__Exercise__
Output the whole listing exactly, with no pictures.

|---|

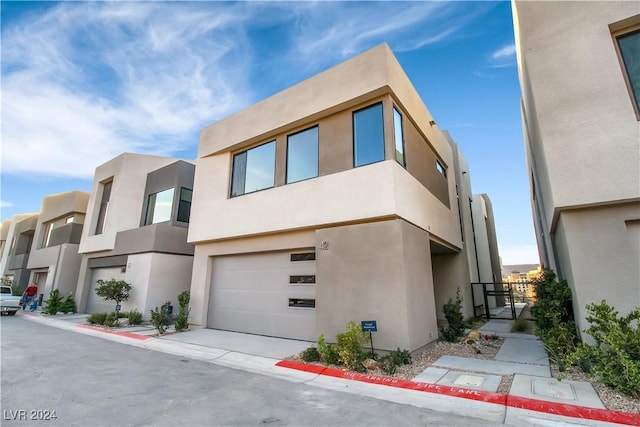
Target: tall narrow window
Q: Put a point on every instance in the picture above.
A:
(184, 207)
(254, 169)
(104, 206)
(629, 45)
(47, 235)
(159, 207)
(398, 136)
(440, 167)
(368, 135)
(302, 155)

|---|

__Answer to this exercise__
Target: tall narrow window
Q: Put a point on every instance in the picture above.
A:
(184, 207)
(254, 169)
(104, 206)
(629, 45)
(47, 235)
(159, 207)
(398, 136)
(440, 167)
(368, 135)
(302, 155)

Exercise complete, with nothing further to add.